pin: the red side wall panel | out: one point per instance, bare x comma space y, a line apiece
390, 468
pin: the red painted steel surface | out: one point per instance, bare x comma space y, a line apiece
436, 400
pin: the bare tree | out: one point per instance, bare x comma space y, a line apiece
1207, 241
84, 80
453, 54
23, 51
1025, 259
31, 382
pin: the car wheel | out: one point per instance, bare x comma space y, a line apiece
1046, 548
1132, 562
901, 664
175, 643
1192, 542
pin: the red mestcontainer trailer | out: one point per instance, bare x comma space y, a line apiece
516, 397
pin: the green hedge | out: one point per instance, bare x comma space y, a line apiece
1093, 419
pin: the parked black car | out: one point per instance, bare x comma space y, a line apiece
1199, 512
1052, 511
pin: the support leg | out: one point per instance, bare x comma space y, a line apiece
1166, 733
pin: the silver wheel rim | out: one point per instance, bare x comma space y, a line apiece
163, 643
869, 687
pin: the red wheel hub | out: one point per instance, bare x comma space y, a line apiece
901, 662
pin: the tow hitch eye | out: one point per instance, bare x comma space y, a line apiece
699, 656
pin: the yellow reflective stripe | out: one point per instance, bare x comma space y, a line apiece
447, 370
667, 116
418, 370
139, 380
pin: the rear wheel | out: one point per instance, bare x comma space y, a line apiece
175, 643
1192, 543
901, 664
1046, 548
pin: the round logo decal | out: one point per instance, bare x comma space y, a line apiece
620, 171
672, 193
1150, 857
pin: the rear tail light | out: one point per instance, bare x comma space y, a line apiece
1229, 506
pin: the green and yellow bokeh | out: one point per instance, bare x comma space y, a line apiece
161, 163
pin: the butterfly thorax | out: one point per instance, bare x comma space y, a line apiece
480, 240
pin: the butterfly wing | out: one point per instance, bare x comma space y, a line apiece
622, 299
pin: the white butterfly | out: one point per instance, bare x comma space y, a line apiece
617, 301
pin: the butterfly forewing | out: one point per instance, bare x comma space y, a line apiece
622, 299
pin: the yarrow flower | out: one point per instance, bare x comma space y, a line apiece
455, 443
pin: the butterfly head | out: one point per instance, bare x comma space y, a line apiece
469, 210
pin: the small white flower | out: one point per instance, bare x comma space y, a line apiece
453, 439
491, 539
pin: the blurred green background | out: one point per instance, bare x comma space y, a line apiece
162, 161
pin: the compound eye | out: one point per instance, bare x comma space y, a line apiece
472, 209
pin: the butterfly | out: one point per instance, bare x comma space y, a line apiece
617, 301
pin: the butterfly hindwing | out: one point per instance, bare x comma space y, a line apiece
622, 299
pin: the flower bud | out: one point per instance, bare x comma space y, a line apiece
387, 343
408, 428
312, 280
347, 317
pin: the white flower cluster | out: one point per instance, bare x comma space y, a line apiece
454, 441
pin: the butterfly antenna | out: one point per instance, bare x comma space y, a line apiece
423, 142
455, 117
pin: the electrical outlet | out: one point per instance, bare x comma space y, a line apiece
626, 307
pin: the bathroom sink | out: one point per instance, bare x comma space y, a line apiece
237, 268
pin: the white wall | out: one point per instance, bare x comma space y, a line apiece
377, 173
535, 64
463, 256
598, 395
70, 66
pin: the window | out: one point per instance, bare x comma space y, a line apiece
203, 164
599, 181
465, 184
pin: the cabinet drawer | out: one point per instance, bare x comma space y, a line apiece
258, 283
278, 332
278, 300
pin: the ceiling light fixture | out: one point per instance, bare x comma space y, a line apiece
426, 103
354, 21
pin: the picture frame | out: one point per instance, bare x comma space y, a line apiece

########################################

**YOUR INSTRUCTIONS:** What is needed is an exact copy of every entry above.

**FINISHED EXERCISE:**
pin: the red side wall panel | out: one point per instance, bare x comma space y, a line apiece
390, 468
pin: the red painted steel surface | out: one point per instance, bare x comma space y, a line apiece
436, 400
pin: the bare tree | out: one point per instance, bare x comma space y, a line apiece
1207, 241
84, 80
453, 54
23, 51
1025, 259
31, 382
pin: the car wheel | out: one point per instance, bare x comma space y, a line apiece
1046, 548
1132, 562
901, 664
175, 643
1192, 542
pin: the red mestcontainer trailer | out: one point per instance, bare x comma space y, a line apiece
516, 397
pin: the green hedge | out: one point per instance, bare x comma space y, a line apiece
1093, 419
pin: the parked black car | out: one point per instance, bare x comma space y, a line apiece
1199, 512
1052, 511
pin: the support leg | out: one point per instance, bare x comma space y, a line apiece
1166, 733
pin: the silver wheel rim | out: one point per instance, bare x comma space y, a line apiece
163, 643
869, 687
pin: the red wheel hub | out: one point per instance, bare x comma space y, a line apiece
901, 662
pin: the tow hitch eye | out: one point per instance, bare x comma space y, a line apiece
699, 656
pin: the yellow reflective stripe | out: one point per instance, bare x comma space y, a line apiece
447, 370
667, 116
418, 370
139, 380
pin: the rear wheel | out: one point per instance, bare x comma space y, a line apiece
175, 643
1192, 543
901, 664
1046, 548
pin: the round logo decal | out: one point per instance, bare x comma space y, a line apiece
620, 171
672, 193
1150, 857
pin: the rear tail light | out: one point per instance, bare x comma space y, a line apiece
1229, 506
pin: the green and yellow bokeh | out: one point per instance, bare x comma space y, a line apiece
161, 163
pin: the butterfly thorax | out: one point per instance, bare x comma space y, a line apiece
480, 240
pin: the butterfly wing | out: one point per instance, bare x comma space y, a line apiece
622, 299
pin: the white butterfly | out: one point per instance, bare x comma space y, a line apiece
617, 301
pin: the butterfly forewing | out: one point per instance, bare x comma space y, a line apiece
622, 299
pin: the yarrow flower | out: one point per instance, bare x comma space y, a line apiece
455, 443
pin: the butterfly head | out: one point per instance, bare x comma space y, a line apiece
469, 210
pin: the small white flower | out: one point per instance, bare x comma space y, a line apiece
453, 439
491, 539
pin: the blurred green background | out: one point per instance, bare x comma space y, a line apiece
162, 161
pin: the compound eye | out: one point per instance, bare x comma space y, a line apiece
472, 209
pin: the butterfly | out: one point per instance, bare x comma space y, a line apiece
617, 301
pin: the butterfly hindwing | out: one point per instance, bare x comma space y, a line apiece
622, 299
pin: the flower bud | out: one point per instance, bare x comma space y, a line apiece
387, 343
408, 428
312, 280
347, 317
pin: the white flower cluster | out: one point per instance, bare x comma space y, a line apiece
454, 441
pin: the butterfly antenna | out: one point per instance, bare x comma space y, a line apiece
423, 142
455, 117
pin: the electrical outlet | out: one point per instance, bare x comma space y, a line apiece
626, 307
pin: the bathroom sink | out: one point per instance, bare x comma space y, a line apiece
237, 268
pin: the white wall | out: one point per instance, bare x comma space y, a line apiece
377, 173
535, 64
463, 256
598, 395
70, 66
pin: the window | out: one point per instance, bare x comma space y, a line apiece
203, 164
599, 181
465, 184
pin: the cabinet drawer | out: one point per instance, bare x comma space y, a line apiece
258, 283
278, 332
278, 300
pin: the ceiling light fixture | out: one point per instance, bare x comma space y, a line apiece
426, 103
354, 21
pin: the picture frame | out: one point per instance, bare x comma space y, a line apiece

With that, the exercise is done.